The problem
Rewrite everything from the line containing "chicken -> box" down to the end of the records, keeping every request line, and scale each box coordinate in the answers by 1.25, rounding to whole numbers with halves going up. Return only those lines.

Bounding box annotation entries:
※ ※ ※
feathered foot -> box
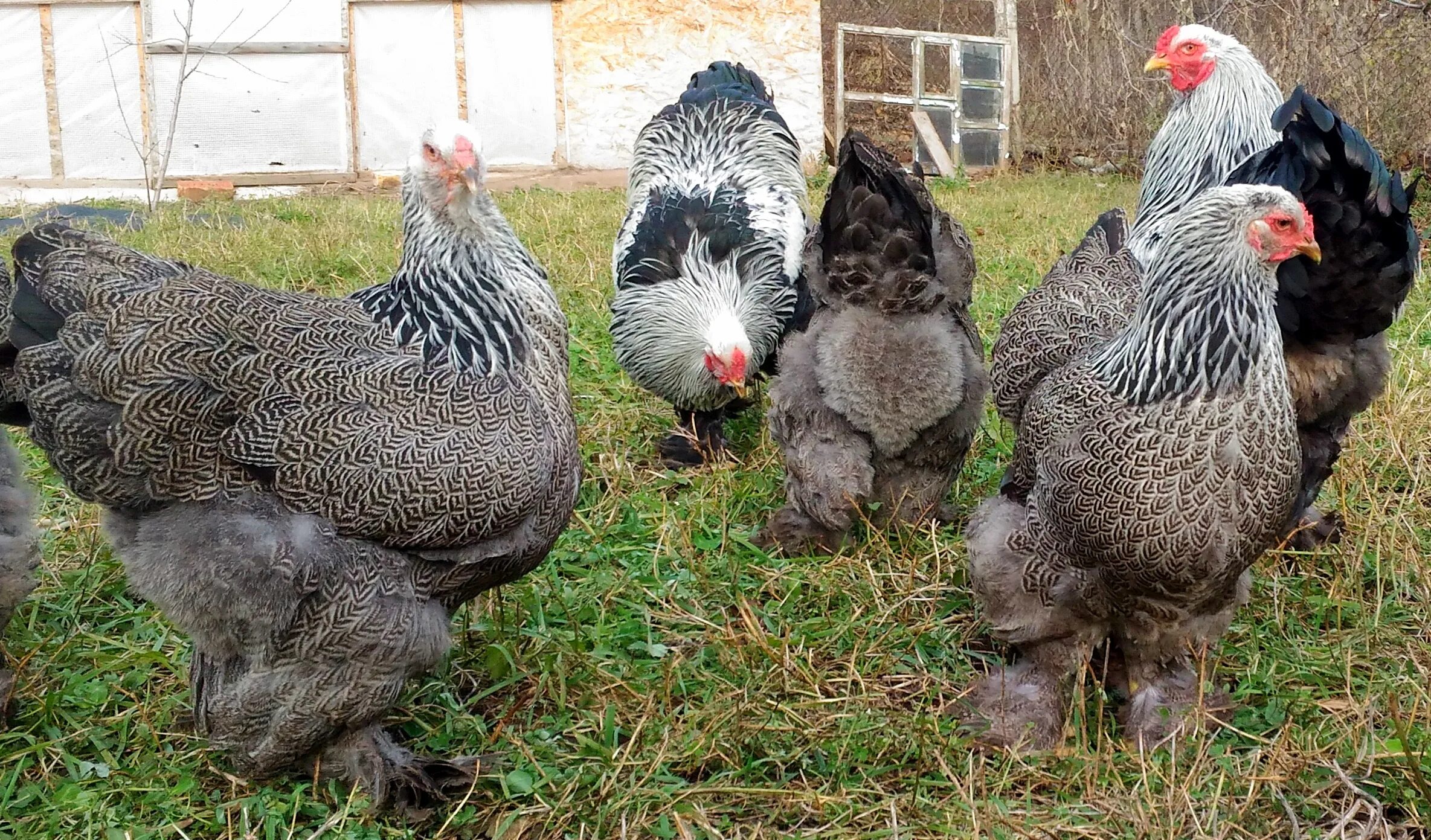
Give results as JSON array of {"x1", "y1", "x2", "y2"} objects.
[
  {"x1": 657, "y1": 409, "x2": 725, "y2": 469},
  {"x1": 960, "y1": 659, "x2": 1067, "y2": 750},
  {"x1": 754, "y1": 505, "x2": 844, "y2": 557},
  {"x1": 1117, "y1": 662, "x2": 1233, "y2": 750},
  {"x1": 1287, "y1": 505, "x2": 1345, "y2": 551},
  {"x1": 317, "y1": 725, "x2": 503, "y2": 820}
]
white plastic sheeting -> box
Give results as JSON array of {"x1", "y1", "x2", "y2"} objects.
[
  {"x1": 150, "y1": 53, "x2": 350, "y2": 176},
  {"x1": 352, "y1": 3, "x2": 455, "y2": 172},
  {"x1": 0, "y1": 5, "x2": 50, "y2": 178},
  {"x1": 50, "y1": 4, "x2": 144, "y2": 179},
  {"x1": 462, "y1": 0, "x2": 557, "y2": 166},
  {"x1": 149, "y1": 0, "x2": 344, "y2": 43}
]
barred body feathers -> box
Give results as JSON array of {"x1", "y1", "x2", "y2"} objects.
[
  {"x1": 966, "y1": 186, "x2": 1311, "y2": 748},
  {"x1": 611, "y1": 62, "x2": 808, "y2": 467},
  {"x1": 8, "y1": 123, "x2": 579, "y2": 806}
]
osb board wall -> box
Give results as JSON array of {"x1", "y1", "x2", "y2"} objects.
[{"x1": 554, "y1": 0, "x2": 825, "y2": 167}]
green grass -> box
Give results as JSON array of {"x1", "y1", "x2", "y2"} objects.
[{"x1": 0, "y1": 175, "x2": 1431, "y2": 840}]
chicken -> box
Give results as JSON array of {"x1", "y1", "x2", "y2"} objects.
[
  {"x1": 8, "y1": 123, "x2": 579, "y2": 809},
  {"x1": 990, "y1": 26, "x2": 1418, "y2": 550},
  {"x1": 966, "y1": 186, "x2": 1318, "y2": 748},
  {"x1": 759, "y1": 132, "x2": 989, "y2": 553},
  {"x1": 1129, "y1": 24, "x2": 1282, "y2": 265},
  {"x1": 611, "y1": 62, "x2": 810, "y2": 468},
  {"x1": 1228, "y1": 88, "x2": 1421, "y2": 548}
]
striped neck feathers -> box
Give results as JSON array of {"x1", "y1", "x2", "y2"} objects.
[
  {"x1": 611, "y1": 236, "x2": 796, "y2": 409},
  {"x1": 1133, "y1": 39, "x2": 1282, "y2": 246},
  {"x1": 355, "y1": 175, "x2": 564, "y2": 376},
  {"x1": 1090, "y1": 216, "x2": 1282, "y2": 405}
]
※ ※ ※
Exercise answer
chicken -> box
Give results as JSON array of {"x1", "y1", "x2", "y2"} objects.
[
  {"x1": 10, "y1": 154, "x2": 724, "y2": 1011},
  {"x1": 1238, "y1": 33, "x2": 1773, "y2": 688},
  {"x1": 1208, "y1": 233, "x2": 1648, "y2": 935},
  {"x1": 949, "y1": 165, "x2": 1236, "y2": 691},
  {"x1": 1411, "y1": 30, "x2": 1603, "y2": 331},
  {"x1": 764, "y1": 78, "x2": 1013, "y2": 585},
  {"x1": 1535, "y1": 110, "x2": 1776, "y2": 685}
]
striped neck feathers -> box
Give results as JSON array of {"x1", "y1", "x2", "y2"} objects.
[
  {"x1": 764, "y1": 295, "x2": 995, "y2": 511},
  {"x1": 1416, "y1": 49, "x2": 1603, "y2": 308},
  {"x1": 444, "y1": 219, "x2": 705, "y2": 470},
  {"x1": 1363, "y1": 270, "x2": 1603, "y2": 506}
]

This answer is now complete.